__TASK__. Copy out every line of the items below, requests included, and scale each coordinate in the answers by 1.1, rounding to the nearest whole number with halves going up. Leave the numbers in the requests and in their format samples as they are.

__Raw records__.
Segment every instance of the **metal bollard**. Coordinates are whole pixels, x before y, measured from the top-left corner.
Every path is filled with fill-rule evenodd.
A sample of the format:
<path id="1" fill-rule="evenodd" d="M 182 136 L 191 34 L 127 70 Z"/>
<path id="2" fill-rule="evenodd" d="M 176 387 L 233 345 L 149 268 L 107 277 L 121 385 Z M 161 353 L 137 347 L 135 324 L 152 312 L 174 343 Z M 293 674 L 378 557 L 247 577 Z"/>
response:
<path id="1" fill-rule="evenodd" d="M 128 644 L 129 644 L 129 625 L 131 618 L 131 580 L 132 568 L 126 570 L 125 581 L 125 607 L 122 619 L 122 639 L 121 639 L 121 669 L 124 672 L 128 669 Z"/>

__EXPECTED ANSWER__.
Segment every instance of the **metal bollard**. Coordinates are whole pixels, x before y, measured from the top-left corner.
Every path is filled with fill-rule evenodd.
A sample of the format:
<path id="1" fill-rule="evenodd" d="M 182 136 L 191 34 L 127 70 Z"/>
<path id="2" fill-rule="evenodd" d="M 176 387 L 233 345 L 149 268 L 107 277 L 121 385 Z M 161 353 L 137 347 L 135 324 L 152 312 L 174 343 Z M 293 674 L 378 557 L 247 577 Z"/>
response:
<path id="1" fill-rule="evenodd" d="M 141 708 L 142 708 L 142 688 L 144 680 L 144 638 L 145 625 L 139 627 L 138 639 L 138 668 L 134 681 L 134 703 L 133 703 L 133 736 L 136 739 L 141 736 Z"/>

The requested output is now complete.